• _短い問題 1_: ピッペンについての抜粋を2文で要約してください。
• _短い問題 2_: ピッペンについての抜粋のうち、「ピッペンと言えば、シカゴ・ブ」で始まり「のにフィットしていたからね」」で終わる部分を一字一句変えずに書き写してください。

• _抜粋_:

+--

ピッペンと言えば、シカゴ・ブルズで“神様”マイケル・ジョーダンと史上最高級のデュオを形成。1991~93年、96~98年にそれぞれ3連覇を達成して黄金期を築いたレジェンドの1人だ。

だが、お互いを完璧に補完し合っていた2人も、2020年4~5月に放映されたドキュメンタリー『ザ・ラストダンス』の描写を巡って関係悪化が取り沙汰された。さらに、ピッペンは昨年11月に発売した自伝『Unguarded』のプロローグで「私は『神』という言葉や『バットマンのロビン』と呼ばれるのが嫌だった」「私はマイケルよりもはるかに優れたチームメイトだった」と、かつての相棒ジョーダンを公然と批判したことで波紋を呼んだ。
ジョーダンの“裏の顔”が明かされた有名な書籍『The Jordan Rules』の著者として知られるサム・スミス記者は、『The Athletic』でピッペンとジョーダンの“複雑な関係”について語った。

「ピッペンはマイケルに奇妙なアンビバレンス(相反する感情)を持っていた。マイケルに受け入れられ、キャリアをともにしたいと渇望していたんだ。しかし、マイケルはサメ(強欲な人間)だった。対等だとみなされたいと思っているピッペンを軽視していた。ピッペンは自分が望んでいたように受け入れられなかったから、ホーレス・グラントやほかのチームメイトに謝罪するような形になった。

ピッペンはコート外では大人げない部分があったが、コート上ではセルフィッシュではなかった。彼はマイケルにとって史上ベストの選手であり、マイケルが必要としているものにフィットする完璧な存在だった。ピッペンは単なるNo2ではない。超一流だった。誰よりもマイケルが必要としていたものにフィットしていたからね」
また、1989~94年にブルズでプレーし、控えビッグマンとして前期3連覇を経験したステイシー・キングは、ピッペンが“ポイントフォワード”の先駆け的な存在だったと高く評価している。

+--

• _資料_:
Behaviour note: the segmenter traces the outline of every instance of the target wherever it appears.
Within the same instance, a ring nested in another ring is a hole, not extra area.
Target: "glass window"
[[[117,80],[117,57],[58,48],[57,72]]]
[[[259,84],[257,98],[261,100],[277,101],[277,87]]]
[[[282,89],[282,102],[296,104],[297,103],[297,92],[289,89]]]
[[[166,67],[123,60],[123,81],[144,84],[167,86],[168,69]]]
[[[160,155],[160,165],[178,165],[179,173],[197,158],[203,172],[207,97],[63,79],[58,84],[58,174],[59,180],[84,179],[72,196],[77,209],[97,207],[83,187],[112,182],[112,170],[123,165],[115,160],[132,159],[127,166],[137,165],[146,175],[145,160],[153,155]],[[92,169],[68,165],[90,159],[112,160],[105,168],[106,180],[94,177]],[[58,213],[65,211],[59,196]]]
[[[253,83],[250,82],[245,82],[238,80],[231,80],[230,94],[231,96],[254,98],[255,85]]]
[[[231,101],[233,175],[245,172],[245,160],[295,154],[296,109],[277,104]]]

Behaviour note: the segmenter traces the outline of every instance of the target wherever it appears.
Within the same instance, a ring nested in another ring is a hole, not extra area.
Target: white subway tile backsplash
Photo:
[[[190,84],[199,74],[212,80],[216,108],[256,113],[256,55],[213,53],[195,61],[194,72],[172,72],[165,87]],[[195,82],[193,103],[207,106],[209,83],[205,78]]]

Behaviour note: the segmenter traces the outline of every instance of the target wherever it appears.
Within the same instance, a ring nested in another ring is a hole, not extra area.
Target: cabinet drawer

+--

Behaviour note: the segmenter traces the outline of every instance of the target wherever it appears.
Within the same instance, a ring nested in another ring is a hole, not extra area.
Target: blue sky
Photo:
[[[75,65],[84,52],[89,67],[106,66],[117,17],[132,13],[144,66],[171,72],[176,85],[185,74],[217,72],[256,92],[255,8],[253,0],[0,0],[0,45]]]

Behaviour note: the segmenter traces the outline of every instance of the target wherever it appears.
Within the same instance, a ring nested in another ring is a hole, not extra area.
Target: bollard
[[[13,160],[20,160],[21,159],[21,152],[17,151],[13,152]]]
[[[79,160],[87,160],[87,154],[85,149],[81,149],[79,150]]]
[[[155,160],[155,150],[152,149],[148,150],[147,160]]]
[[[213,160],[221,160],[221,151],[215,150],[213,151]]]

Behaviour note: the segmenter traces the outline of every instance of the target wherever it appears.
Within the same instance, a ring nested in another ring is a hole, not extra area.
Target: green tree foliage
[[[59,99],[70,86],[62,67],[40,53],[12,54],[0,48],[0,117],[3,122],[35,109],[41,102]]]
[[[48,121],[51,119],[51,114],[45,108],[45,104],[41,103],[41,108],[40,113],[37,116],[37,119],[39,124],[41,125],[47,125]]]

+--

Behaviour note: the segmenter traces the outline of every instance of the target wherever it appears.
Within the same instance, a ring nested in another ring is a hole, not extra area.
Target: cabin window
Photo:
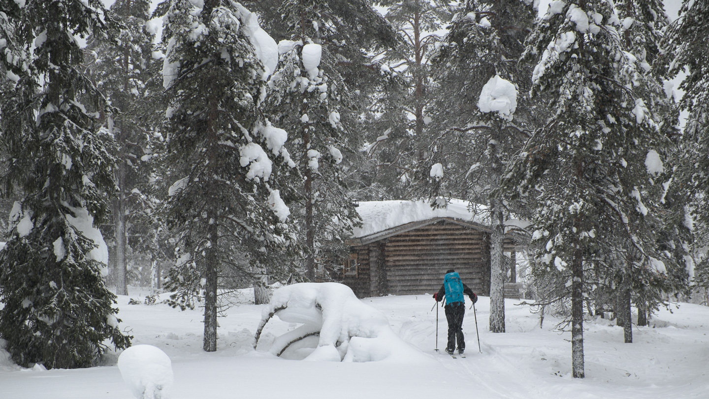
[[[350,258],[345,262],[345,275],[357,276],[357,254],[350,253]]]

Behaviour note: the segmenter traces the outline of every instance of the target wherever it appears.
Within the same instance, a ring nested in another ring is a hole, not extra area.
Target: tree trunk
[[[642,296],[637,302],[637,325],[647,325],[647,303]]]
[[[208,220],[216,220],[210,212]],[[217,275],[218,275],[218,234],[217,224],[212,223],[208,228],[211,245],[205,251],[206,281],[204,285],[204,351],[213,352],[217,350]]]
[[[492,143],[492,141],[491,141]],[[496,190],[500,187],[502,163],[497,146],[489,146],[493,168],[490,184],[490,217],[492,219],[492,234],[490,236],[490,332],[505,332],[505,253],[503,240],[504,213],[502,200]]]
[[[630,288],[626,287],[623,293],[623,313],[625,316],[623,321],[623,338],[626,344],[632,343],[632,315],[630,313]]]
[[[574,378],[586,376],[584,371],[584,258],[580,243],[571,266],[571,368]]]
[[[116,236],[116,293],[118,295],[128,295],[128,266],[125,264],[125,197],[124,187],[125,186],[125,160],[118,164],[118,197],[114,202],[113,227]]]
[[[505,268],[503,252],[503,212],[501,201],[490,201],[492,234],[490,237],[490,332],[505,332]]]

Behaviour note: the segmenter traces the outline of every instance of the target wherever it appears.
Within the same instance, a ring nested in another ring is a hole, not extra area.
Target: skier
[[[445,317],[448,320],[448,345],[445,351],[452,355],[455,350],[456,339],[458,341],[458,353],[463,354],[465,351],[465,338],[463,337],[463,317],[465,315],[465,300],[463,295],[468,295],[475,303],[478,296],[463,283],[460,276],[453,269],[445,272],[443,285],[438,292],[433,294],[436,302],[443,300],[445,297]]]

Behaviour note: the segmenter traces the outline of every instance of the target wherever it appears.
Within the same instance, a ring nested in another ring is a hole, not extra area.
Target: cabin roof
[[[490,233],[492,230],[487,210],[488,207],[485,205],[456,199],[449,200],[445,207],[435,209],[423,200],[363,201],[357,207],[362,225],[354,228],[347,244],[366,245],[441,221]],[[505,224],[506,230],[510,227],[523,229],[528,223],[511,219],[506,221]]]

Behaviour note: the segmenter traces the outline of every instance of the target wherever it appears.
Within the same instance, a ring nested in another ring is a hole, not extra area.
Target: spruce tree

+--

• _解答 1_: ピッペンはシカゴ・ブルズでマイケル・ジョーダンとデュオを組み、1991~93年と96~98年にそれぞれ3連覇を達成したが、『ザ・ラストダンス』の描写を巡って2人の関係悪化が取り沙汰され、自伝『Unguarded』ではピッペンがジョーダンを公然と批判した。サム・スミス記者はピッペンがジョーダンに相反する感情を持ちながらもコート上ではジョーダンが必要とするものに完璧にフィットする存在だったと語り、ステイシー・キングはピッペンを“ポイントフォワード”の先駆け的な存在と評価している。

• _解答 2_:
ピッペンと言えば、シカゴ・ブルズで“神様”マイケル・ジョーダンと史上最高級のデュオを形成。1991~93年、96~98年にそれぞれ3連覇を達成して黄金期を築いたレジェンドの1人だ。

だが、お互いを完璧に補完し合っていた2人も、2020年4~5月に放映されたドキュメンタリー『ザ・ラストダンス』の描写を巡って関係悪化が取り沙汰された。さらに、ピッペンは昨年11月に発売した自伝『Unguarded』のプロローグで「私は『神』という言葉や『バットマンのロビン』と呼ばれるのが嫌だった」「私はマイケルよりもはるかに優れたチームメイトだった」と、かつての相棒ジョーダンを公然と批判したことで波紋を呼んだ。
ジョーダンの“裏の顔”が明かされた有名な書籍『The Jordan Rules』の著者として知られるサム・スミス記者は、『The Athletic』でピッペンとジョーダンの“複雑な関係”について語った。

「ピッペンはマイケルに奇妙なアンビバレンス(相反する感情)を持っていた。マイケルに受け入れられ、キャリアをともにしたいと渇望していたんだ。しかし、マイケルはサメ(強欲な人間)だった。対等だとみなされたいと思っているピッペンを軽視していた。ピッペンは自分が望んでいたように受け入れられなかったから、ホーレス・グラントやほかのチームメイトに謝罪するような形になった。

ピッペンはコート外では大人げない部分があったが、コート上ではセルフィッシュではなかった。彼はマイケルにとって史上ベストの選手であり、マイケルが必要としているものにフィットする完璧な存在だった。ピッペンは単なるNo2ではない。超一流だった。誰よりもマイケルが必要としていたものにフィットしていたからね」